== Task ==
How many lines in the rows below contain the word "give", with case counting? Reply with the number only.

== A run of rows ==
________________

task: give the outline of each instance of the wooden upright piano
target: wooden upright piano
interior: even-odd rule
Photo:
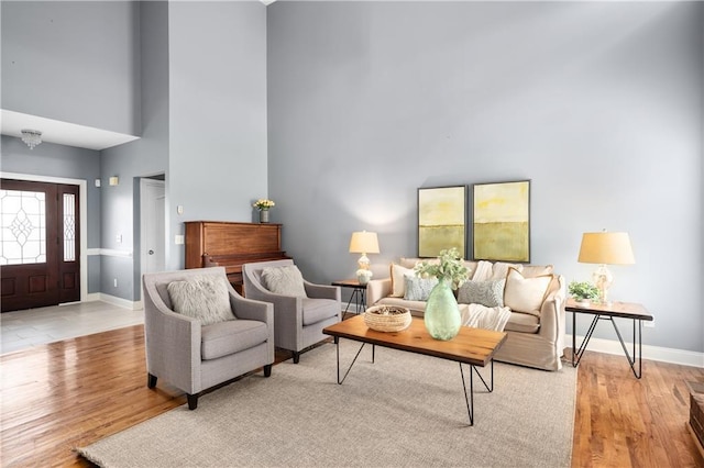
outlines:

________________

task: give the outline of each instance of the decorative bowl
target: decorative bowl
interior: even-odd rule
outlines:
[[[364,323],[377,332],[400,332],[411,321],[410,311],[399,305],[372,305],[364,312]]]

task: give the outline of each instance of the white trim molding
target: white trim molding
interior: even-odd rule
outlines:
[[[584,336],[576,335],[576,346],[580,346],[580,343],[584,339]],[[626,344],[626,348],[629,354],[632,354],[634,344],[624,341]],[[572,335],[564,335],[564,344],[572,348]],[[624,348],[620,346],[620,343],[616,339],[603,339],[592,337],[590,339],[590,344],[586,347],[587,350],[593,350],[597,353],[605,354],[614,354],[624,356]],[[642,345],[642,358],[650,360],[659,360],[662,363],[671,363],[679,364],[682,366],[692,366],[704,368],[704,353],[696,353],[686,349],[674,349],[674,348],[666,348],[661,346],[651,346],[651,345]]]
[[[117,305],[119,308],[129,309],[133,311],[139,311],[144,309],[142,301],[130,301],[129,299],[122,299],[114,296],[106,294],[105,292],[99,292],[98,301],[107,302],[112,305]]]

________________

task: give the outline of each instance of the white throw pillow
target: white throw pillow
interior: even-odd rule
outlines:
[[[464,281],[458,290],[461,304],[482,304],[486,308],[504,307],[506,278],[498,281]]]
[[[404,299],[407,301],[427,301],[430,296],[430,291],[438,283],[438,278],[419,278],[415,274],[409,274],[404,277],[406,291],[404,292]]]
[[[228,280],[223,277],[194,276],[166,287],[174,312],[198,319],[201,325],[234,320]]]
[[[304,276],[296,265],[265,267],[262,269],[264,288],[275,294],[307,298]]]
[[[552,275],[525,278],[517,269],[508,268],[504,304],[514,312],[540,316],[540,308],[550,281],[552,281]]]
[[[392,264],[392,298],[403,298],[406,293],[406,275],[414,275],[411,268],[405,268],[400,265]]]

________________

== Problem solution ==
4